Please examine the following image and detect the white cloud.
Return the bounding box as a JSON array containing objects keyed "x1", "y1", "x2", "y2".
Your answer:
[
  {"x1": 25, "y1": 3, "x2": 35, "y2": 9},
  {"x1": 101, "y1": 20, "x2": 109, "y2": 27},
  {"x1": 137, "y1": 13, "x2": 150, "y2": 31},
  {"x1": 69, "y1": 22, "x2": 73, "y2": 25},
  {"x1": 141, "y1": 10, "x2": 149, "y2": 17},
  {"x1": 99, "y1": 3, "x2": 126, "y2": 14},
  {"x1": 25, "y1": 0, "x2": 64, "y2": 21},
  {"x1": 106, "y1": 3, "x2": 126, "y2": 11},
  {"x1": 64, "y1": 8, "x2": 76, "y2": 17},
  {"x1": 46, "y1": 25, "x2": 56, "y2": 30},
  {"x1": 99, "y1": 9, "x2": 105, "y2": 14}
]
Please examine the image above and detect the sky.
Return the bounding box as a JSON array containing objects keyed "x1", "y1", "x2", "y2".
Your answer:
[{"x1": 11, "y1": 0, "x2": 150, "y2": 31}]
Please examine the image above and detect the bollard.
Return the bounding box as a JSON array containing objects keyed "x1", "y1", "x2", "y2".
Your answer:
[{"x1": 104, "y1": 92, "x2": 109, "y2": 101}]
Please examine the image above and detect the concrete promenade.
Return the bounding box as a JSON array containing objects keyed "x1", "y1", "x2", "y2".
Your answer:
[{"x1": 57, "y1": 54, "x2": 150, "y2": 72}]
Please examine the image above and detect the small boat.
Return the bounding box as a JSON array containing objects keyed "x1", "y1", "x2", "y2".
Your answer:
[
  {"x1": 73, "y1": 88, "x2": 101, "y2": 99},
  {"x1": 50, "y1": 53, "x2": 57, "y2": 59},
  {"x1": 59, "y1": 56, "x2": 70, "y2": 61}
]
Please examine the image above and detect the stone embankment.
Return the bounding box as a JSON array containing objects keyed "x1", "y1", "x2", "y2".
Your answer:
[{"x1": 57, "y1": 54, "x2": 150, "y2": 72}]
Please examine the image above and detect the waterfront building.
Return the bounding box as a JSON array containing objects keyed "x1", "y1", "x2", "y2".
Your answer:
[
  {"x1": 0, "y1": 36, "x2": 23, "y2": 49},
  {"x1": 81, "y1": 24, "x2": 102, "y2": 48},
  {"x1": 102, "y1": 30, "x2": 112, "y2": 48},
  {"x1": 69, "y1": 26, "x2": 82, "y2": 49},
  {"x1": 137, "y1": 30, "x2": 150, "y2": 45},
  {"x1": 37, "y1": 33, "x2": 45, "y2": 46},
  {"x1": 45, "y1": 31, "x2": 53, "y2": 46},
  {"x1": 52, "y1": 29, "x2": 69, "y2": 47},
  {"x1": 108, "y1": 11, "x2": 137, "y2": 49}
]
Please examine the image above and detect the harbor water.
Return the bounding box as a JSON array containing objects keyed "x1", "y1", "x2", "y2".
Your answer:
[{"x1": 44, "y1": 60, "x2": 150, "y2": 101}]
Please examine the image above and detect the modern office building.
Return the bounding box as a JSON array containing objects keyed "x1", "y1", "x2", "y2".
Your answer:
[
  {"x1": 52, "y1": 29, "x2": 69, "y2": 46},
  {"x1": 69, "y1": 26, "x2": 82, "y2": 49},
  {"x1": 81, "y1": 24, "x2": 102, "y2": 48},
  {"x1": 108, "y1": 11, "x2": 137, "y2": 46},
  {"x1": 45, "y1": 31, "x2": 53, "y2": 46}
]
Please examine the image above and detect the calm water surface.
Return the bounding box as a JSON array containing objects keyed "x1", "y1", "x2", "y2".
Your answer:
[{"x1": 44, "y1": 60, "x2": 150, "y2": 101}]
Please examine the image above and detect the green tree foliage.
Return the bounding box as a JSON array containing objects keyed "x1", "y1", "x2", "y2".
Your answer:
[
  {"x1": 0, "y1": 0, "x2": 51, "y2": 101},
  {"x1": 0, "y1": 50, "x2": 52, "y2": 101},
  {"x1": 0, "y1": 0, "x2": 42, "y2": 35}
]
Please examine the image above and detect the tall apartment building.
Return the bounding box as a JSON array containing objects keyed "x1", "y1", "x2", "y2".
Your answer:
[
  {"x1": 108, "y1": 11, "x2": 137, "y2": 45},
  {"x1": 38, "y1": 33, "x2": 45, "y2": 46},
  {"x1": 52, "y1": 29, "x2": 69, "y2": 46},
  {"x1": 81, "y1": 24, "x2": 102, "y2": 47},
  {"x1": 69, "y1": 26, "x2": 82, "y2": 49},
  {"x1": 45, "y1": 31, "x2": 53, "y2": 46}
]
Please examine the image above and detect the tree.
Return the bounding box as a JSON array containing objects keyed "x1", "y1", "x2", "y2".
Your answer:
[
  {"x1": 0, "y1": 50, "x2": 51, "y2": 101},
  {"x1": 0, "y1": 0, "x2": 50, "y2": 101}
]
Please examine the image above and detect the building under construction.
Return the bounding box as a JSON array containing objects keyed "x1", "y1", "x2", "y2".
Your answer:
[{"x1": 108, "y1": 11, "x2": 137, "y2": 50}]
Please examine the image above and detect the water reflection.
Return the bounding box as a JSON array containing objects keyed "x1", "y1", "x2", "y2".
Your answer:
##########
- Work required:
Copy out the lines above word for word, from the line containing "Please examine the image above and detect the tree." down to the last line, with both ends included.

- Task output:
Please examine the image above and detect the tree.
Return the bounding box as a JSON array containing objects keyed "x1", "y1", "x2", "y2".
Your answer:
[
  {"x1": 0, "y1": 50, "x2": 51, "y2": 101},
  {"x1": 0, "y1": 0, "x2": 50, "y2": 101}
]
Please examine the image above and detect the building under construction.
Return the bounding box as a JSON array containing objects keyed "x1", "y1", "x2", "y2".
Your answer:
[{"x1": 108, "y1": 11, "x2": 137, "y2": 50}]
Please examine the image above and detect the water reflection.
Return the bounding box as a JSON array containing objects keyed "x1", "y1", "x2", "y2".
Your answer:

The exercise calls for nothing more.